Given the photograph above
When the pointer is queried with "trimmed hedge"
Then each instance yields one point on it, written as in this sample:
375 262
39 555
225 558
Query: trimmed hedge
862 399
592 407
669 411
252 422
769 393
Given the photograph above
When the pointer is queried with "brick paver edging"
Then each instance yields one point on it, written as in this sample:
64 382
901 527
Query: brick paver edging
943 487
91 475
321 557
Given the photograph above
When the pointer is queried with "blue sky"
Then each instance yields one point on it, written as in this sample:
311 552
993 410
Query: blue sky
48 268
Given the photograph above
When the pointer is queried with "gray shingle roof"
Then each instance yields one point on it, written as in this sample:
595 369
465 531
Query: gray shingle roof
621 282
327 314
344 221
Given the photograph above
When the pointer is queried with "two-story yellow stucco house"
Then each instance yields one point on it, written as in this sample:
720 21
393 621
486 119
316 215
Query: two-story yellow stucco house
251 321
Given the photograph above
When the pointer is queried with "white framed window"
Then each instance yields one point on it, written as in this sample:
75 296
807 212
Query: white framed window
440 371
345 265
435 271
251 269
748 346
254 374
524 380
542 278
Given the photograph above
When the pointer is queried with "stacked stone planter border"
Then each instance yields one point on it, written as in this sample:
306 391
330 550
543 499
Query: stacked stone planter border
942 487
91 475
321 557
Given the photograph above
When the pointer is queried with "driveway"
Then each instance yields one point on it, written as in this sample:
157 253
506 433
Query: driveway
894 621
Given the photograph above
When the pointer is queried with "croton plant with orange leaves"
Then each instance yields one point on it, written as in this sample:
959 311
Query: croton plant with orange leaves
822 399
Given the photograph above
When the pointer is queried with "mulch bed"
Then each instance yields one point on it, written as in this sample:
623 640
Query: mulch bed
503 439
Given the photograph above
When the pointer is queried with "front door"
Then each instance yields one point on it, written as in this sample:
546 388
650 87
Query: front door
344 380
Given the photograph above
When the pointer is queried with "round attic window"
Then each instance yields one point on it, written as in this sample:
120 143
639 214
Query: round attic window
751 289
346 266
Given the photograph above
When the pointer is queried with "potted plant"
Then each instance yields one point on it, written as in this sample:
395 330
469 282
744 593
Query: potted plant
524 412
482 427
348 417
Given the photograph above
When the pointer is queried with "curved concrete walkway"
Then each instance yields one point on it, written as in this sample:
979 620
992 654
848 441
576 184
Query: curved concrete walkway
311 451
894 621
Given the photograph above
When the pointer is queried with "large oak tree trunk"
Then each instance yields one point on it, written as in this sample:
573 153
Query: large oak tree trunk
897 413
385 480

*Prompt:* What is needed here is an exact reproduction of all the entries.

*Result of this task:*
Given the photograph above
When the pointer is queried with "trimmed hedge"
Then each instance yields one point on it, written as in this sample:
375 262
39 555
225 558
Query: trimmed hedge
862 399
592 407
669 411
252 422
769 393
Given the photograph above
When the pointer is queried with "brick paver edging"
Then each instance yields one point on it, written as in this sample:
64 382
901 527
Query: brick paver edging
943 487
91 475
321 557
Given the photograph above
When the pointer is queried with "blue sky"
Then each instance yields one point on it, written as in this sample:
311 552
993 410
Query: blue sky
48 268
Given the photograph above
When the pointer is queried with "gray shingle roof"
Then each instance yields one point on it, written as in this sample:
595 369
465 531
Query: gray shingle roof
621 282
327 314
344 221
Given the photograph above
When the pointer is queried with "two-story yellow stucco house"
Then each instance yields one point on it, written as in this sample:
720 21
393 621
486 119
316 215
Query: two-story yellow stucco house
251 321
Given the photograph above
When the pointer is queried with "white framed window"
Then each instance yields one point on it, written as in this sample:
75 296
807 212
Query: white framed window
440 371
345 265
435 271
251 269
748 346
254 374
524 380
542 278
Given the photograph above
When the pointer is queried with "stacked stone planter border"
Then each instance yields one point on it, written as in this sample:
306 391
330 550
543 499
Query: stacked stone planter border
942 487
91 475
321 557
Given the photograph above
When the pointer is queried with "driveway"
Then each instance yields one point on it, written as in this sample:
157 253
506 433
Query: driveway
894 621
Given the photograph above
When the pointer is queried with "croton plant with orange leaves"
Then each instance yields one point on it, written as in this sample:
959 311
Query: croton plant with orange leaves
822 399
Given the photograph above
When the pointer is queried with "mulch bed"
Then each instance yields one point on it, written as in this sample:
623 640
Query: mulch bed
503 439
Given the photograph above
When the pointer is queried with "front door"
Then each instance yields one point on it, written as in this sample:
546 388
650 87
Query: front door
344 380
Given the photograph above
When the pointer is queried with "round attic window"
Then each instance yields one point on it, written as in this sample:
120 143
639 214
Query: round attic window
751 289
346 266
Given the photograph above
When the pointer is queried with "potted plant"
Then each instance yields one point on it, written as in this sample:
395 330
469 282
744 593
Query: potted plant
524 412
482 427
348 417
Given the photograph above
When the pointer is queried with "curved concrete walkway"
Then each instance yields one point on it, written as in this sample:
979 620
992 654
848 441
576 184
Query: curved concrete walkway
311 451
894 621
Given the photograph above
When the pointer is queried with "large oak tree trunk"
Then each instance yields one point on it, written as in this sample:
573 153
Query: large oak tree trunk
897 413
385 480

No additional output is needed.